[Refactor] MLP weight prefetch to consistency with MoE Model's prefetching in terms of code and usage (#6442)

### What this PR does / why we need it? Refactor MLP weight prefetch to consistency with MoE Model's prefetching in terms of code and usage. Environments VLLM_ASCEND_ENABLE_PREFETCH_MLP, VLLM_ASCEND_MLP_DOWN_PREFETCH_SIZE and VLLM_ASCEND_MLP_GATE_UP_PREFETCH_SIZE is removed, usage as following: --additional-config '{"weight_prefetch_config": { "enabled": true, "prefetch_ratio": {"mlp": { "gate_up": 1.0, "down": 1.0} }}}' ### Does this PR introduce _any_ user-facing change? ### How was this patch tested? - vLLM version: v0.14.1 - vLLM main: dc917cceb8 --------- Signed-off-by: leo-pony <nengjunma@outlook.com>
2026-02-04 09:08:18 +08:00
parent fa56abea9f
commit 78fad4e348
18 changed files with 250 additions and 171 deletions
--- a/vllm_ascend/ascend_config.py
+++ b/vllm_ascend/ascend_config.py
@@ -14,6 +14,7 @@
 # See the License for the specific language governing permissions and
 # limitations under the License.
 import os
+import warnings
 from typing import TYPE_CHECKING

 from vllm.logger import logger
@@ -48,9 +49,7 @@ class AscendConfig:

        # Dump / PrecisionDebugger configuration
        self.dump_config_path = additional_config.get("dump_config_path", None)
-
-        weight_prefetch_config = additional_config.get("weight_prefetch_config", {})
-        self.weight_prefetch_config = WeightPrefetchConfig(weight_prefetch_config)
+        self._construct_weight_prefetch_config(additional_config)
        self.layer_sharding = additional_config.get("layer_sharding", None)
        logger.info_once(
            f"Linear layer sharding enabled with config: {self.layer_sharding}. "
@@ -138,6 +137,29 @@ class AscendConfig:
                    "enable_kv_nz is only supported in pd scenario and can only be used in D node."
                )

+    def _construct_weight_prefetch_config(self, additional_config):
+        weight_prefetch_config = additional_config.get("weight_prefetch_config", {})
+        self.weight_prefetch_config = WeightPrefetchConfig(weight_prefetch_config)
+        # Deprecated env var handling for backward compatibility
+        if os.getenv("VLLM_ASCEND_ENABLE_PREFETCH_MLP", "0") == "1":
+            MAX_PREFETCH_WEIGHT_SIZE: int = 18 * 1024 * 1024
+            gate_up_prefetch_size = int(os.getenv("VLLM_ASCEND_MLP_GATE_UP_PREFETCH_SIZE", MAX_PREFETCH_WEIGHT_SIZE))
+            down_prefetch_szie = int(os.getenv("VLLM_ASCEND_MLP_DOWN_PREFETCH_SIZE", MAX_PREFETCH_WEIGHT_SIZE))
———
• PROBLEMS TO WORK ON
• A. Answer each of these about the MLP prefetch commit, one per line:
(i) How many files does the commit change?
(ii) Which vLLM version was listed under how the patch was tested?
(iii) What value is assigned to MAX_PREFETCH_WEIGHT_SIZE?
• B. Extend the MLP prefetch commit, starting right after its last line.
The data placed after the MLP prefetch commit plays no part in this work.

• ENTRIES PROVIDED
———
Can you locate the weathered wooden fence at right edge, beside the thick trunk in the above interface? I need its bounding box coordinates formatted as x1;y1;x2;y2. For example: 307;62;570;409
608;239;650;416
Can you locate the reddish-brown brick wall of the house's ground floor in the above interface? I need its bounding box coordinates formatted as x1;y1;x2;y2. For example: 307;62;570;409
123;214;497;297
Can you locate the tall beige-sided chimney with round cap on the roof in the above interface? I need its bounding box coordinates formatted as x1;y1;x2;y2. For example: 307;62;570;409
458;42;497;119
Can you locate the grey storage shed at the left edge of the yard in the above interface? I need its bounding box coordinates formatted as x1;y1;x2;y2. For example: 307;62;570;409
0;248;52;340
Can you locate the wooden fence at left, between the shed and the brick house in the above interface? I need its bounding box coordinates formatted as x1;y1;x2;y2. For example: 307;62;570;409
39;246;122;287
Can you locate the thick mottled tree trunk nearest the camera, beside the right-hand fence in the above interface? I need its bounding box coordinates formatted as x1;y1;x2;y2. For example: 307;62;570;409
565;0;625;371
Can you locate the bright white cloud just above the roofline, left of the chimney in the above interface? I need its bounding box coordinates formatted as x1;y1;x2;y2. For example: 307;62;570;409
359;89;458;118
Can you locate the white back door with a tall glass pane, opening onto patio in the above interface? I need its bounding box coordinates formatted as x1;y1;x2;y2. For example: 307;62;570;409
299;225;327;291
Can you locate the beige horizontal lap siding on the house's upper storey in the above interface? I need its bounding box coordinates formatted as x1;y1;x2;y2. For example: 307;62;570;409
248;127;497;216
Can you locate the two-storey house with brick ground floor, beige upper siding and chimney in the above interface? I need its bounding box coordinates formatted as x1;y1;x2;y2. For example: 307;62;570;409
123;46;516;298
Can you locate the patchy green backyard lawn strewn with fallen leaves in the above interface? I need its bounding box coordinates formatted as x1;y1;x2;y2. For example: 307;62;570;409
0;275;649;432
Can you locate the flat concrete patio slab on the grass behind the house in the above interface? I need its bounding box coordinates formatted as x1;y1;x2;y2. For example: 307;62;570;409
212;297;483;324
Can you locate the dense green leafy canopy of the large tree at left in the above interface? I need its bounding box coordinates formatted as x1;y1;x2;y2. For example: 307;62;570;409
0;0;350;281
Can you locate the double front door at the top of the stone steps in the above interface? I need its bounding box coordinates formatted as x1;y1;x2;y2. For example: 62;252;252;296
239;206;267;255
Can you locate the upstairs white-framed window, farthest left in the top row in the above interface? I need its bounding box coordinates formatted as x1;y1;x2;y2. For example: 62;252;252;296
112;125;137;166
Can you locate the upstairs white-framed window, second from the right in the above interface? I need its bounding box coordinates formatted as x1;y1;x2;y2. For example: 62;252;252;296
———
• RESPONSES
• A.
(i) 18 files
(ii) v0.14.1
(iii) 18 * 1024 * 1024

• B.
+            self.weight_prefetch_config.set_mlp_pre_version_compatibale_config(
+                gate_up_prefetch_size, down_prefetch_szie
+            )
+            logger.info_once(
+                f"MLP weight prefetch enabled from env variable VLLM_ASCEND_ENABLE_PREFETCH_MLP."
+                f"gate_up_prefetch_size={gate_up_prefetch_size}, "
+                f"down_prefetch_szie={down_prefetch_szie}."
+            )
+            warnings.warn(
+                "VLLM_ASCEND_ENABLE_PREFETCH_MLP is deprecated and will be removed in a v0.16.0 version. "
+                "Please use weight_prefetch_config in additional-config for now instead.",
+                DeprecationWarning,
+                stacklevel=2,
+            )
+

 class FinegrainedTPConfig:
    """
@@ -305,18 +327,28 @@ class WeightPrefetchConfig:
    Configuration Object for weight_prefetch_config from additional_config
    """

+    mlp_pre_version_compatibale_config: dict = {}
+
    prefetch_ratio: dict = {
        "attn": {
            "qkv": 1.0,
            "o": 1.0,
        },
        "moe": {"gate_up": 0.8},
+        "mlp": {"gate_up": 1, "down": 1.0},
    }

    def __init__(self, weight_prefetch_config: dict):
        self.enabled = weight_prefetch_config.get("enabled", False)
        self.prefetch_ratio = weight_prefetch_config.get("prefetch_ratio", self.prefetch_ratio)

+    def set_mlp_pre_version_compatibale_config(self, gate_up_prefetch_size: int, down_prefetch_size: int):
+        config = {
+            "gate_up": gate_up_prefetch_size,
+            "down": down_prefetch_size,
+        }
+        self.mlp_pre_version_compatibale_config = config
+

 class EplbConfig:
    """